→ **Point-based annotation data**
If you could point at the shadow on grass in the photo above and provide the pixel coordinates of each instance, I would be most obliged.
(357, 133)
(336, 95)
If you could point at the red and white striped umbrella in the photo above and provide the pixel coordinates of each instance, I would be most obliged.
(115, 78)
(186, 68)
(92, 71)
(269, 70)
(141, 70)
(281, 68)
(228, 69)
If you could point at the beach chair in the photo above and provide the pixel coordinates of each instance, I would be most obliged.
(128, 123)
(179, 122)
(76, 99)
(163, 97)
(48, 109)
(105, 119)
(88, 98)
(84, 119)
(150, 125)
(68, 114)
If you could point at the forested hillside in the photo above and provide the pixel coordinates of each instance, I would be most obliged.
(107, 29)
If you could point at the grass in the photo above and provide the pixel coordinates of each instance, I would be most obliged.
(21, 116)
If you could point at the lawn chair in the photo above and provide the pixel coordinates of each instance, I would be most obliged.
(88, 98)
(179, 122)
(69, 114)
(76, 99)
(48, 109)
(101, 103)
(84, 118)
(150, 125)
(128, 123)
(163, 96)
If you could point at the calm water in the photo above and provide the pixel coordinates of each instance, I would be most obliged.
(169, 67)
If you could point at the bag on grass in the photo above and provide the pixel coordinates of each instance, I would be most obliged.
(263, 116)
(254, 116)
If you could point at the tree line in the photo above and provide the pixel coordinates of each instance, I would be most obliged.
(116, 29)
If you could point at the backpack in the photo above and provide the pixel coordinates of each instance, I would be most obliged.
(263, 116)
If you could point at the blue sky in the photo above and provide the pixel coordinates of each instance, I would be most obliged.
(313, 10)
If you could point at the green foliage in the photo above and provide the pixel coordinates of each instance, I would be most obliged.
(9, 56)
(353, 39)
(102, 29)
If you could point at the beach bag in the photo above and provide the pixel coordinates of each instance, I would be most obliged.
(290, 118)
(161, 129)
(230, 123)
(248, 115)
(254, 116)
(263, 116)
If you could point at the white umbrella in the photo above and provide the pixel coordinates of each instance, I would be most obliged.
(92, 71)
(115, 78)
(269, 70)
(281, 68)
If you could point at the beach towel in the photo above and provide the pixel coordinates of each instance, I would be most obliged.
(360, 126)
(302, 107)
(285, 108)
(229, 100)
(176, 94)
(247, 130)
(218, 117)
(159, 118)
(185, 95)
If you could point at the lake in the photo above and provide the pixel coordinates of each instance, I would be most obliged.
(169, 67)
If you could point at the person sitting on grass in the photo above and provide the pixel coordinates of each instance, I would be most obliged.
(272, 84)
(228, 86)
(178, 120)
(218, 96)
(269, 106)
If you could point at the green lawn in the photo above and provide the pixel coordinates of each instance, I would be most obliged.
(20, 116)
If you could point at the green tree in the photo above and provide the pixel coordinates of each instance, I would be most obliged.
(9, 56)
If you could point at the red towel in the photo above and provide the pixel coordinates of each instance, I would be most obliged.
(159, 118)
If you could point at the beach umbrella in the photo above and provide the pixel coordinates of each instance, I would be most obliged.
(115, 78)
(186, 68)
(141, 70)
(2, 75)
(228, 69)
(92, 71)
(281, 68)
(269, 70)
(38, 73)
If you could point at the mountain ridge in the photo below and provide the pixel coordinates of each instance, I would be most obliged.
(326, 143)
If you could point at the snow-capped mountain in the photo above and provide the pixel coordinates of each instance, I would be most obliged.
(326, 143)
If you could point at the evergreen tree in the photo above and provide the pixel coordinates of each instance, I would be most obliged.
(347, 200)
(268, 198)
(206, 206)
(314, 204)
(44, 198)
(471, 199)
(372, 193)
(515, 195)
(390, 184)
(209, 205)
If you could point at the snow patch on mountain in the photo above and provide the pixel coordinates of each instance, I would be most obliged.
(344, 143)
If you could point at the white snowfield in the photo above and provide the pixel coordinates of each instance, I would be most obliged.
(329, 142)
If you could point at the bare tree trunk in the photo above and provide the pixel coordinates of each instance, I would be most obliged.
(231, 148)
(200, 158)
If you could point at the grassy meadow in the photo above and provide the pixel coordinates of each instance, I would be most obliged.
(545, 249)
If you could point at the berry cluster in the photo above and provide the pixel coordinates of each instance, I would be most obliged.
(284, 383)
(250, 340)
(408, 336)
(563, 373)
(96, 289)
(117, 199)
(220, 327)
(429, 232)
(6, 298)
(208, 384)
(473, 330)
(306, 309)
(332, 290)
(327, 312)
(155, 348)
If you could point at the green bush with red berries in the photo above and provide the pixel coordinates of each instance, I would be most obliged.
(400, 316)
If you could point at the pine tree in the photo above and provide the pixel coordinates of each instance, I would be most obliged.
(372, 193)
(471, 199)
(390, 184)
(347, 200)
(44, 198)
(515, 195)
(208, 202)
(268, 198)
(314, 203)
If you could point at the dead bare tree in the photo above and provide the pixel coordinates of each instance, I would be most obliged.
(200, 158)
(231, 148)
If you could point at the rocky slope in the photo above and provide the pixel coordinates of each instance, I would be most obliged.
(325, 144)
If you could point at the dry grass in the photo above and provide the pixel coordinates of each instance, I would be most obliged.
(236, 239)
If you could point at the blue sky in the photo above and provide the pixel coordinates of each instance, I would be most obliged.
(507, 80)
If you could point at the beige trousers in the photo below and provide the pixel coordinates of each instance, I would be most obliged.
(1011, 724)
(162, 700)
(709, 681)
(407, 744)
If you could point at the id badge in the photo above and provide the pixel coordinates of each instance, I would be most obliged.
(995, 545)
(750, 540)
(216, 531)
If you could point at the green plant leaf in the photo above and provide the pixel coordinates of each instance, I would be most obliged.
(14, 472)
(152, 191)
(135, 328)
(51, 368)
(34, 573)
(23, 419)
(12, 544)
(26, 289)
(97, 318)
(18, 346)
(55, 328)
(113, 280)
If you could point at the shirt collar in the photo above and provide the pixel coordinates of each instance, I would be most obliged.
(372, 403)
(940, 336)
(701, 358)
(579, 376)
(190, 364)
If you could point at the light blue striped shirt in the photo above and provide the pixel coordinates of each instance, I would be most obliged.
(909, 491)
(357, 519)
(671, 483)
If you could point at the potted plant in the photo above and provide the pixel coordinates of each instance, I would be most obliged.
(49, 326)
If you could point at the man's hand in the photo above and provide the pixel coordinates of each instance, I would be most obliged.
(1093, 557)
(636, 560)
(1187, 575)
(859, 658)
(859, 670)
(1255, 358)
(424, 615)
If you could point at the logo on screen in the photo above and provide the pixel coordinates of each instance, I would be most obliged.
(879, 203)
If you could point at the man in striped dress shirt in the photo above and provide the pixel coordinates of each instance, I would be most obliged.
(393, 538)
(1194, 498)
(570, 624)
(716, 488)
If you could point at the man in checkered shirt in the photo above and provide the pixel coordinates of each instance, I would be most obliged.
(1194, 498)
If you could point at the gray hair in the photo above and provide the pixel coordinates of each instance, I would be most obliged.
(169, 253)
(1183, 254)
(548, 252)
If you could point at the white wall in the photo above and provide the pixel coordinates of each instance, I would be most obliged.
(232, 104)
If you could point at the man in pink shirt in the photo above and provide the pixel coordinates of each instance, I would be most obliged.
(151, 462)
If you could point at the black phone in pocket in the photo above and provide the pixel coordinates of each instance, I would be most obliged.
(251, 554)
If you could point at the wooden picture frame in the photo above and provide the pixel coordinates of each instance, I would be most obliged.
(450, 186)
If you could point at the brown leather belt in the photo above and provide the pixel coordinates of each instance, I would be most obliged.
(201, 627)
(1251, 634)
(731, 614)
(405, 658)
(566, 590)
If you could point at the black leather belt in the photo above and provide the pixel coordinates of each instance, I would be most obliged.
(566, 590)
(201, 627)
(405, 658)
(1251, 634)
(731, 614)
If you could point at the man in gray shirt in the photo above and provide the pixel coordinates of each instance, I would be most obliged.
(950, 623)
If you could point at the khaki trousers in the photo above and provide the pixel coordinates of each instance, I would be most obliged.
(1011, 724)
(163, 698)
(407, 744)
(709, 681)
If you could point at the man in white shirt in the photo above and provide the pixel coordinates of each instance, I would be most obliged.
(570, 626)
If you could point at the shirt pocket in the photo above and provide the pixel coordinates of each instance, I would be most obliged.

→ **Your goal**
Transcribe the records above exactly, but only from the line that contains "If you could point at the white wall" through their final line, inclusive.

→ **The result**
If you could point at the white wall in the photo above and provide the pixel coordinates of each instance, I would be most obliged.
(232, 104)
If you could point at the man in pink shirt in the photo above and provide the pixel coordinates of each instance, I would be most obliged.
(151, 462)
If you could point at the black phone in pocket in the photo above and provide the pixel coordinates of each instance, I would be most obliged.
(251, 554)
If you could point at the wooden picture frame in the photo above and provide the pixel coordinates of each instance, I would be most obliged.
(450, 186)
If you could point at the brown leather belt in the photo above and provide the pixel coordinates of each instance, I would be most obliged.
(201, 627)
(1251, 634)
(731, 614)
(405, 658)
(566, 590)
If you could point at the black leather belt in the photo above and provide the pixel coordinates of each instance, I would be most obliged.
(566, 590)
(201, 627)
(405, 658)
(1251, 634)
(731, 614)
If you could point at the man in gray shirt in the photo above and provide the pixel coordinates of each instance, I would be most obliged.
(950, 623)
If you could point at the khaki trousers in the photo above and provide the pixel coordinates of each instance, I would be most obliged.
(1011, 724)
(163, 698)
(407, 744)
(709, 681)
If you could point at the man in white shirt in the photo above and provide the pixel coordinates of each instance, I would be most obliged.
(570, 626)
If you could point at the shirt pocket in the photo above and provide the pixel coordinates of each instance, I would be most obliged.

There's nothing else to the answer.